### Selected passage
>> start
"We are a manufacturing company selling mostly through regional distributors nationwide. We recently organized a distributor convention where we learned that our distributors are usually overstocked with slow-moving SKUs and under-stocked with fast-moving ones. As a result, we were losing about 18% in sales every month while our distributors were at least two weeks overstocked. Our distributors submit their monthly inventory reports to our distributor sales specialists but no one in our office is in charge of collating and analyzing them. We intend to hire someone to monitor inventory reports and were wondering if you have a 'formula' on how to ensure that inventories are just right and that reports submitted to us are accurate." - Dean Carpio

Your question brings to mind the Vendor-Managed Inventory (VMI) concept. In a supplier-distributor relationship, VMI is applied when the distributor of your products provides you with information, like how much on average they sell to customers per stock keeping unit (SKU), and you take full responsibility for maintaining your pre-agreed inventory level. For this to work faster and more accurately, companies install an information system which sends and receives information electronically via Internet or Electronic Data Interchange (EDI).

If you don't yet have a centralized system that captures and analyzes inventory and sales data from your distributors, I strongly suggest you consider installing an internet-based information system soon as a tool to better understand your business and customers. It's not as expensive as most people think, but here's the 'formula' that you can use for now.

The agreed inventory level that a distributor must keep at any given time to avoid over or under stocking is the Inventory Control Objective or Target Inventory Level. You can invent your own title, but for now let’s call it the Agreed Inventory Level (AIL).

There are four variables in our AIL:

Frequency of Ordering (FO). This refers to how many times in a selling cycle the distributor places an order from your company. It is important to fix the schedules and frequency of ordering for better planning and inventory management. You may fix the frequency of ordering once a month, every other week, or weekly. The frequency may vary per distributor.

Average Sales (AS). This is the distributor’s actual average sales or off-take computed at cost of goods sold.
>> end
### Data
>> start
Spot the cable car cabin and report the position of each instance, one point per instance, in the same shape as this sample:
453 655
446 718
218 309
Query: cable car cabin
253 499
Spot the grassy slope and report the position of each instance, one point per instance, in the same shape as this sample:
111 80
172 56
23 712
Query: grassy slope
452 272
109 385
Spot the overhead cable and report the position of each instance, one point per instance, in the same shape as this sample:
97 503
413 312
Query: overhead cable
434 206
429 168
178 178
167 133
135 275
>> end
Rewrite the stretch of the distributor inventory text from "Frequency of Ordering (FO). This" through "vary per distributor.", putting "sales cycle" in place of "selling cycle".

### Full output
Frequency of Ordering (FO). This refers to how many times in a sales cycle the distributor places an order from your company. It is important to fix the schedules and frequency of ordering for better planning and inventory management. You may fix the frequency of ordering once a month, every other week, or weekly. The frequency may vary per distributor.